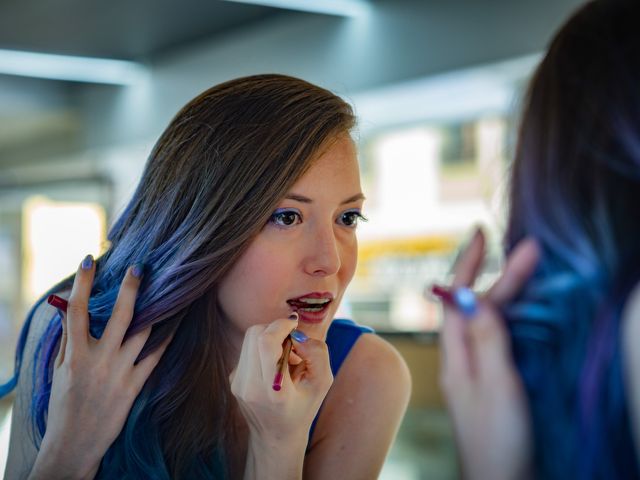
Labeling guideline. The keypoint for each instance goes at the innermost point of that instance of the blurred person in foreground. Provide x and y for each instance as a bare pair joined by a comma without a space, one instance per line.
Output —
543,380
---
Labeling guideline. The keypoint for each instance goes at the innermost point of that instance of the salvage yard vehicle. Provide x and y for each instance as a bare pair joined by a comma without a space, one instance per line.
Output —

**Task description:**
Copy out each line in the listing that has the word "comma".

**Exercise result:**
Labeling guideline. The keypoint for each instance goes at the innermost point of that instance of the blurred person in foreground. Provide x and y for each instance as a bare pair joined by a comma without a space, one instance per line.
Labeling guideline. The keypoint for each instance goes at the innermost point of that instance of the salvage yard vehicle. Provide x and y for each instance as a bare pair joined by a comma without a space, one instance per line.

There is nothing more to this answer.